* Zadanie
Od którego roku Grzegorz Jankowski kierował „Faktem” według tekstu o tym dzienniku?

* Cytowany tekst
Grzegorz Jankowski pracę w Ringier Axel Springer Polska (wówczas Axel Springer Polska) rozpoczął w 2001 jako zastępca redaktora naczelnego „Newsweeka”. Od 2003 roku zaczął kierować “Faktem”, który zadebiutował w listopadzie na rynku jako polski odpowiednik “Bilda”, najpopularniejszego dziennika w Niemczech. Mimo, że w momencie wejścia tytułu na rynku od kilkunastu lat ukazywał się już “Super Express” to wcześniej nie było w Polsce tabloidu robionego ściśle według zagranicznych wzorców.

>>> „Fakt” radykalnie zmienił media

- To co (Grzegorz Jankowski przyp. red.) zrobił na rynku gazet tabloidowych jest bardzo dużym osiągnięciem. Niepodważalnie „Fakt” pod jego kierownictwem stał się lokomotywą całego wydawnictwa. Niezależnie od tego czy ktoś lubi tę gazetę czy nie, to nie daje się jej nie zauważyć czy lekceważyć - uważa Kobosko.

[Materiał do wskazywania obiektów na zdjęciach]
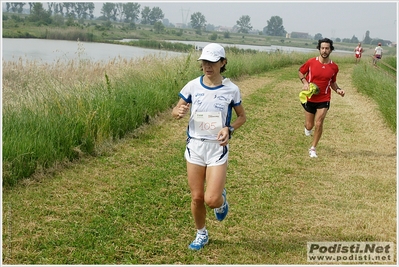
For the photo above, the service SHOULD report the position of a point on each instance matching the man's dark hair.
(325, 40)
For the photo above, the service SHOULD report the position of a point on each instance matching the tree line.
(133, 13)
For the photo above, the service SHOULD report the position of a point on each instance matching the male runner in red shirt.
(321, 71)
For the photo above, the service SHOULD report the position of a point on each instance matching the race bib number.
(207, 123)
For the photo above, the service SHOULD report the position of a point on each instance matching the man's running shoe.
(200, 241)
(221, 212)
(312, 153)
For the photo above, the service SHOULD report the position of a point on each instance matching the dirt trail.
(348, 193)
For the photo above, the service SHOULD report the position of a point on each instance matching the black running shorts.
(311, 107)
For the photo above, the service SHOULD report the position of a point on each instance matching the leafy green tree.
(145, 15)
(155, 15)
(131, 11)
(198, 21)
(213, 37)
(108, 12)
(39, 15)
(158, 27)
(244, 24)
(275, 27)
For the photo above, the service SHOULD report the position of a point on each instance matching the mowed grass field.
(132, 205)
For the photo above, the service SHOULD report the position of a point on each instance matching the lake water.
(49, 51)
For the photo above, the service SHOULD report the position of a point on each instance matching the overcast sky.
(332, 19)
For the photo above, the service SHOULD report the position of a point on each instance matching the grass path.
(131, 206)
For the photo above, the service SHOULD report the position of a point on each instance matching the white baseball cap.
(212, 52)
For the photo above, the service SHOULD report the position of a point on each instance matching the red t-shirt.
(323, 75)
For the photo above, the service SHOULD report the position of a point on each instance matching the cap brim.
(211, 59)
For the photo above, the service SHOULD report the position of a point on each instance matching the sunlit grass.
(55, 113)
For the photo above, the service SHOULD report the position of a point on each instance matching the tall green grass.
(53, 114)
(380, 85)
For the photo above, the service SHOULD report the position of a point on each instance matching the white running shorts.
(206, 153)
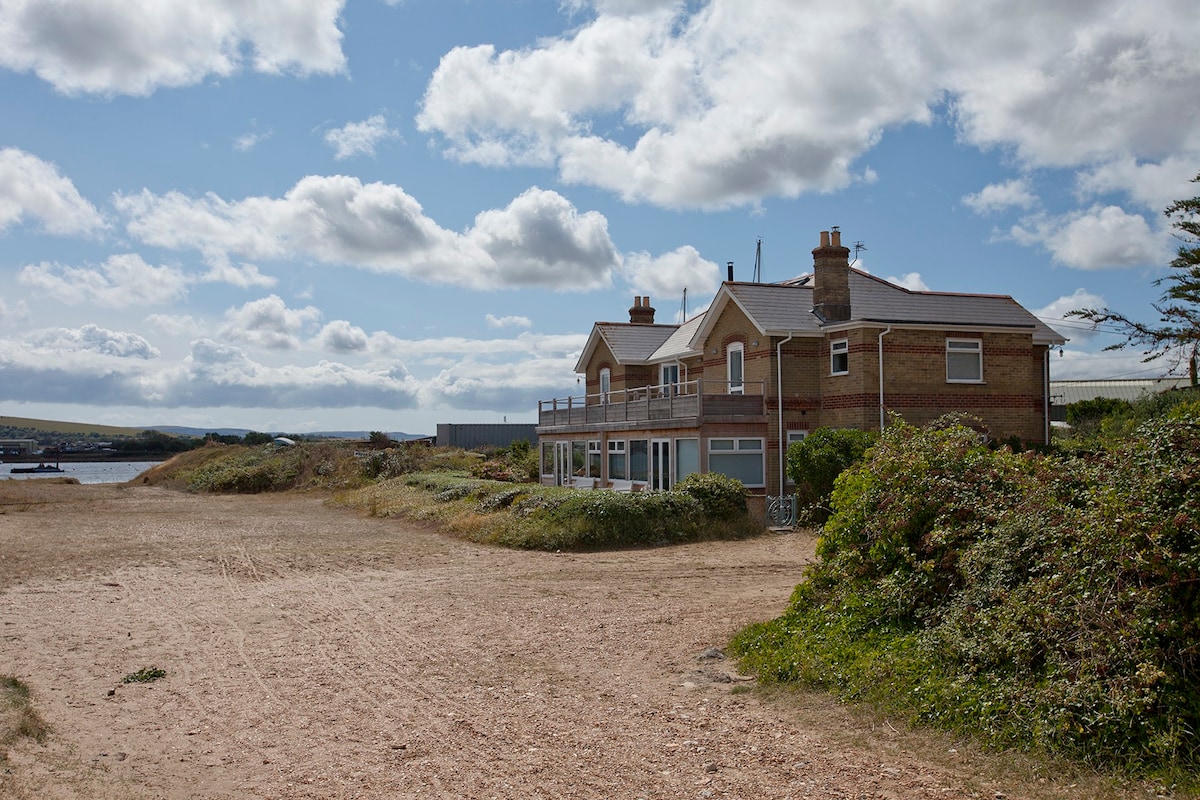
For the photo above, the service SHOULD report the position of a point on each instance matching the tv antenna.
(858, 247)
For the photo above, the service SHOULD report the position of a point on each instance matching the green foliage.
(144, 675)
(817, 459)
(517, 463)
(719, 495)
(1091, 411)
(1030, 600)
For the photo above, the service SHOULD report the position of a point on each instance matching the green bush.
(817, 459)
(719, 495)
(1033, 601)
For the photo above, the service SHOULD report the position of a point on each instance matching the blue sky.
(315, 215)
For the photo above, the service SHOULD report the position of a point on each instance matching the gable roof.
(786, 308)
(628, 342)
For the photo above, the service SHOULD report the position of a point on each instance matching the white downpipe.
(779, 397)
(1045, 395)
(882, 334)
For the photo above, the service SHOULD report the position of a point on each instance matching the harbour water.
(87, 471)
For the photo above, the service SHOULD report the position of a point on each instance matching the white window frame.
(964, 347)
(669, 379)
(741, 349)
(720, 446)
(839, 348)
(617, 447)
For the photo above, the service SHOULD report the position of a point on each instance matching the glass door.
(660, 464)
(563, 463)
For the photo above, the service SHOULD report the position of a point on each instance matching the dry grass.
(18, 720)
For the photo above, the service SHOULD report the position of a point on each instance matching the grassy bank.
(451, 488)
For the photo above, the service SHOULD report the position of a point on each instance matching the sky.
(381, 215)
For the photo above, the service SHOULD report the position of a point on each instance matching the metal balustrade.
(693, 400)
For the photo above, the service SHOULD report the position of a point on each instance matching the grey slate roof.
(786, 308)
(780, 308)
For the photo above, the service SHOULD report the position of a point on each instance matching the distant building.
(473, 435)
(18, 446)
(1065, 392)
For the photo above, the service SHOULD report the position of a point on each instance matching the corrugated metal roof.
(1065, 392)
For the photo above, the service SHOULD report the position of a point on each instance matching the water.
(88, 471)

* Odpowiedź
Od 2003 roku.